** Document section **
Teaching as research

This weekend, I have attended the Annual National Academy of Education Conference, and graded papers from my class. The two activities presented somewhat a contrast. One of the presentations at the conference was on the evidence-based teaching in science. Most of its themes were somewhat familiar: do a pretest and a post-test, get frequent feedback from students to gauge what they know and what they don’t know, be clear on what you want them to learn, and do not assume they are learning until you know they are learning.

As I got back to my grading, I realized that even though I know all these principles about teaching, I do not necessarily follow them. For example, in my Social Foundations course, there is no finite list of key concepts and skills I want the students to learn. There are no clear criteria of what level of mastery of such concepts and skills are expected. The learning outcomes I use are rather a wish list, mostly to comply with some external standards. I do not know how much students have known before ever entering into my classroom, so I cannot really tell what they have learned in my class. Moreover, the set of activities I use in class seems “good” to me, because I believe they are effective. Now, do I know for sure how effective each one is? Not at all; these things are deemed to be good, because they feel successful, because students are engaged, not bored, and active. That is all good, but do I know for sure if they actually work, and if some other assignments and activities would not have been more effective. On top of all this, I am not sure how this course’s content fits into respective programs, and which parts of the course are actually necessary, and which are not. I don’t know if my course covers something students have already learned or will be learning in other courses, or what gaps in knowledge they might have, because my colleagues and I assume that the other course covers that stuff. Of course, my colleagues are all better teachers than I am, but I have a sneaking suspicion, that some of these questions might be unanswered in their courses as well.

Now, NCATE and other wonderful bodies try to force us to think about teaching in the same way we think about research. What is not clear to me is why don’t we do it automatically; after all, nearly all university instructors were at some point trained as researchers. The problem seems to be structural rather than personal. In research, there is a well-developed system of quality control, associated, mainly, with the peer review process, but also with the culture of evidence. Nothing like that exists in teaching. A Ph.D. diploma give one a license to teach whatever one likes and however one likes it. OK, not so extreme, but quality controls are extremely weak. To assess quality of each other’s teaching, we rely mainly on student feedback. Of course, students also do not rely on any kind of evidence to evaluate their instructors; their input, although mostly honest, is evidence-free and stems from personal impressions.

** Supplied material **
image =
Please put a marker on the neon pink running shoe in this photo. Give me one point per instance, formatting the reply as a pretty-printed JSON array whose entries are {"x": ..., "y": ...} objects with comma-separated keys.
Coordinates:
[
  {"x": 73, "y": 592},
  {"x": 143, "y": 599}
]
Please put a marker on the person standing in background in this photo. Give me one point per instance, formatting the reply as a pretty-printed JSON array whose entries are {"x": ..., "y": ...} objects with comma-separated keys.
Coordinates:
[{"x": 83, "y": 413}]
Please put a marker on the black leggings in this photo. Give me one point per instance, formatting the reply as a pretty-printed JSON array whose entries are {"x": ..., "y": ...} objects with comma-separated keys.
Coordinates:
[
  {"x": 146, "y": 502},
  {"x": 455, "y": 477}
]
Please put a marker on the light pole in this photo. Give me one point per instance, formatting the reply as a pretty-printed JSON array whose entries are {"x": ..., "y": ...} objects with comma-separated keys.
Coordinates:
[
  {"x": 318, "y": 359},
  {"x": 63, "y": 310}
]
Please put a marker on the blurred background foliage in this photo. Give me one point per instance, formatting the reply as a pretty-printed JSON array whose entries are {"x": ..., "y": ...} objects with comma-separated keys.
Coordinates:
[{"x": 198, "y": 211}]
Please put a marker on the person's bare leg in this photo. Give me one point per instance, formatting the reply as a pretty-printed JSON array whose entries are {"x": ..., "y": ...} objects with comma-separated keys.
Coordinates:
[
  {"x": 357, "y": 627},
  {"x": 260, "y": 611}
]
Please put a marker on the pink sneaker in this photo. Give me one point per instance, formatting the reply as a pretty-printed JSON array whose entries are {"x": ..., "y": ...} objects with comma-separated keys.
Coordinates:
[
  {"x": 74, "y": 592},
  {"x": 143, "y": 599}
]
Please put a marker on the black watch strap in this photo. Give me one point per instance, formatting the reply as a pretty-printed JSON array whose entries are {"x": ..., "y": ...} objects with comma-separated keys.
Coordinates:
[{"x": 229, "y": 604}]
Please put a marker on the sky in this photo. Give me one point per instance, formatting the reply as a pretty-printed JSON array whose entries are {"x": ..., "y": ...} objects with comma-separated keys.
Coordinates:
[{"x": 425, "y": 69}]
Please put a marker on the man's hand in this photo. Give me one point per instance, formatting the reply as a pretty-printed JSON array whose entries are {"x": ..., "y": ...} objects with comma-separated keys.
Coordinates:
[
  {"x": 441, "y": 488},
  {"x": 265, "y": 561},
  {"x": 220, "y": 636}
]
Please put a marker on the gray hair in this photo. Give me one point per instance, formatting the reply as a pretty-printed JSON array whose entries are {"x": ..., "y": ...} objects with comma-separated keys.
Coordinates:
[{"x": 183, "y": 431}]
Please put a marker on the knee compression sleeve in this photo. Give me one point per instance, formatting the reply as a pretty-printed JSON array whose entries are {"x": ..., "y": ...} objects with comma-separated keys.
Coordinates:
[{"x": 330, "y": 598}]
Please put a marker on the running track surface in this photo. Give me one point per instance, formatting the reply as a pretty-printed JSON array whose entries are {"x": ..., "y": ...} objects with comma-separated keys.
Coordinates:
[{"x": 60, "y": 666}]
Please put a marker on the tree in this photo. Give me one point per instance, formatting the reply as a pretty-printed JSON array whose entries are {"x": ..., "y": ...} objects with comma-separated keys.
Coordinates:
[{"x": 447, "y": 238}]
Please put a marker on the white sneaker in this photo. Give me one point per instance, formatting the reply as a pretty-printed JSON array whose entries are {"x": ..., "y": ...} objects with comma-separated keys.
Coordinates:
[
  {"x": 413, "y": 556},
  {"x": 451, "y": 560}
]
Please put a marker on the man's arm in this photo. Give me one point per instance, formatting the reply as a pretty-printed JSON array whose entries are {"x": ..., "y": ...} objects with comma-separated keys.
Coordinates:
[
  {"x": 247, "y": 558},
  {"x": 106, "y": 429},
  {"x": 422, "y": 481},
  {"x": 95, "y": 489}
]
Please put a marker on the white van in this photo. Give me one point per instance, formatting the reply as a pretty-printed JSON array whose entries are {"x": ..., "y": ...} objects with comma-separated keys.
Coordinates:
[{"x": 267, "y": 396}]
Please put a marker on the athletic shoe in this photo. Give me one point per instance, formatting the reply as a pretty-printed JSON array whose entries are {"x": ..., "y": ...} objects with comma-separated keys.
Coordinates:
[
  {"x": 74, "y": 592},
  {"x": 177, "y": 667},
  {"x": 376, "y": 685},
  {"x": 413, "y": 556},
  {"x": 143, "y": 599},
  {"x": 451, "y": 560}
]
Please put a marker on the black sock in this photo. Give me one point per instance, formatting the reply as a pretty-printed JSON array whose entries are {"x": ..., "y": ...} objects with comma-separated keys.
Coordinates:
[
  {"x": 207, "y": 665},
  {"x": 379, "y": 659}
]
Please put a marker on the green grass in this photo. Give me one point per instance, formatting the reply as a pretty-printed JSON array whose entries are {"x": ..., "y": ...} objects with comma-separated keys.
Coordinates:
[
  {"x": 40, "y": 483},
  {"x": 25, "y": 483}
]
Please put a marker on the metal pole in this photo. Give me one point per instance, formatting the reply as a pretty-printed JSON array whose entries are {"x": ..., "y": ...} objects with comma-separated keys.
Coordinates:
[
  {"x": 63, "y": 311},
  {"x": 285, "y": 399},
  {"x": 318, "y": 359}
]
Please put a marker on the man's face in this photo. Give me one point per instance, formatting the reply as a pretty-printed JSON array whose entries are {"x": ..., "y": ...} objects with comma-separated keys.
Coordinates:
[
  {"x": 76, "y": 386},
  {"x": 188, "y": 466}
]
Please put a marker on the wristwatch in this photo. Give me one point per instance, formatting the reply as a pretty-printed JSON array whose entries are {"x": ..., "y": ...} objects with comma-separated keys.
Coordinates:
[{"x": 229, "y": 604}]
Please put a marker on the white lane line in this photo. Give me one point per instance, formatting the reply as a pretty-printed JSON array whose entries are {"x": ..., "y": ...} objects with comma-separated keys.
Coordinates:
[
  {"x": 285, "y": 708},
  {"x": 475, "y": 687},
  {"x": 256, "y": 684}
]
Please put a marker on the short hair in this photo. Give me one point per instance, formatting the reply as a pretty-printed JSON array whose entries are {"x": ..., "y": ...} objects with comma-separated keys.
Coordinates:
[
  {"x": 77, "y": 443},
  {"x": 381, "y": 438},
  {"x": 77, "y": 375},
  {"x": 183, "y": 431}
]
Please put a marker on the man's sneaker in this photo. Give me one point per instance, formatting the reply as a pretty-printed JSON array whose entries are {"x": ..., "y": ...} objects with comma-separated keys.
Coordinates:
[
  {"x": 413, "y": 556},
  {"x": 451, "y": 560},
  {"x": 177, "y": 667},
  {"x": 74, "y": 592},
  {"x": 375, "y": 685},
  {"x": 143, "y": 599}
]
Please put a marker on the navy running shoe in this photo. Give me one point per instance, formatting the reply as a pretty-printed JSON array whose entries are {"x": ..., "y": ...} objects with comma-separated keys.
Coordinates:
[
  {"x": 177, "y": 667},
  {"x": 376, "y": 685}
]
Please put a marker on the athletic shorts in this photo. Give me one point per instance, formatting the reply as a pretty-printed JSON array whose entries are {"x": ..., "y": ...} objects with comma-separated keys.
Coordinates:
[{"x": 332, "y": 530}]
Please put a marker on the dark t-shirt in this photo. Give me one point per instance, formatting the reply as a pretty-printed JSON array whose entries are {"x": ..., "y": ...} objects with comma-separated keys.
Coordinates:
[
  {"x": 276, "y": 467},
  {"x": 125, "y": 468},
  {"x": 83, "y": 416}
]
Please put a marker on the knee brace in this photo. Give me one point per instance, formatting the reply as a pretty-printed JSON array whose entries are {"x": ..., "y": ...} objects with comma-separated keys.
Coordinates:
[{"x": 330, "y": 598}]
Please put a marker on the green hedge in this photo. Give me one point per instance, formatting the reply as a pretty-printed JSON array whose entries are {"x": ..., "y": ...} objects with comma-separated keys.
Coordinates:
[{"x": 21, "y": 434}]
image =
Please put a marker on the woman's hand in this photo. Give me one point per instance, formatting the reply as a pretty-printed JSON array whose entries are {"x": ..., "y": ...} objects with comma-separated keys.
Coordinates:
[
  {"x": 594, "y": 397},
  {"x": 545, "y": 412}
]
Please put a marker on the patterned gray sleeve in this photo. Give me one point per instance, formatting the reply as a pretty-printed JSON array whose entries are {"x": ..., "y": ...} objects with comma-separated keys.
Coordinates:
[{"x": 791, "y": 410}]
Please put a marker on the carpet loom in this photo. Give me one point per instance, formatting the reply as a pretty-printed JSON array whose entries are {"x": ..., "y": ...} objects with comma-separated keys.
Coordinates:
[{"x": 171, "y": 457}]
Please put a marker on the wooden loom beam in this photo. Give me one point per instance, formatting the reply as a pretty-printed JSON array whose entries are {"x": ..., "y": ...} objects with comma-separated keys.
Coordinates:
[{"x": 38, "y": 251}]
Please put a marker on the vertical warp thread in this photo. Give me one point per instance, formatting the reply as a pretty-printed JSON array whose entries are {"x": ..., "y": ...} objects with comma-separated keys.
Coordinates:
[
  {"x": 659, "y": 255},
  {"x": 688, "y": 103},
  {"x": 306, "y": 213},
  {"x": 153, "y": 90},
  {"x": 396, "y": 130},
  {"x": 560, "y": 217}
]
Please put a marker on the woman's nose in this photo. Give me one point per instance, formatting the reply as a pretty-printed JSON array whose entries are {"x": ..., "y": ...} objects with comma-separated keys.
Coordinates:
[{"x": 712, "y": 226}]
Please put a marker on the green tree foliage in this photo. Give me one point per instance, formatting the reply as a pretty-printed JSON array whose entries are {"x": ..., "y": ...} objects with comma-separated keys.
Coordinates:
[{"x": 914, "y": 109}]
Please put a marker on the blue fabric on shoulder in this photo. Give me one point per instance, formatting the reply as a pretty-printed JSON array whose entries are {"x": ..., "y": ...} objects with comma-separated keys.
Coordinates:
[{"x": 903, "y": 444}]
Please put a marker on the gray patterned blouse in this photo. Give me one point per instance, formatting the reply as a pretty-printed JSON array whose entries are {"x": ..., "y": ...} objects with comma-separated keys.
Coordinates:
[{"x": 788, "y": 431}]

** Jobs **
a) Transcribe the passage of the essay on teaching as research that starts at the words "Teaching as research" and ends after the words "they are learning.".
b) From the rows, extract each line in which the string "foliage" appears.

** Complete answers **
a)
Teaching as research

This weekend, I have attended the Annual National Academy of Education Conference, and graded papers from my class. The two activities presented somewhat a contrast. One of the presentations at the conference was on the evidence-based teaching in science. Most of its themes were somewhat familiar: do a pretest and a post-test, get frequent feedback from students to gauge what they know and what they don’t know, be clear on what you want them to learn, and do not assume they are learning until you know they are learning.

b)
Please put a marker on the blurred background foliage in this photo. Give me one point per instance, formatting the reply as a pretty-printed JSON array whose entries are {"x": ..., "y": ...} objects with comma-separated keys.
Please put a marker on the green tree foliage in this photo. Give me one point per instance, formatting the reply as a pretty-printed JSON array whose entries are {"x": ..., "y": ...} objects with comma-separated keys.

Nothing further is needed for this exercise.